Recorded information
BEGIN

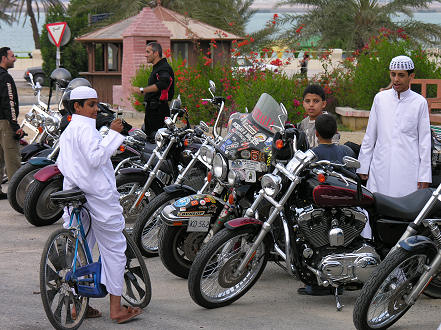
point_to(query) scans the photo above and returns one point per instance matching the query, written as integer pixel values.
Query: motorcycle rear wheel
(38, 207)
(212, 282)
(381, 301)
(19, 184)
(145, 232)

END

Exercise brief
Could you write out every line above exactly as it stands, with no images?

Result
point_to(query) scans the photo above and returns one point per instance matching the query, written as integer pixel values.
Query: motorcycle rear wheel
(38, 207)
(212, 282)
(381, 301)
(19, 184)
(145, 232)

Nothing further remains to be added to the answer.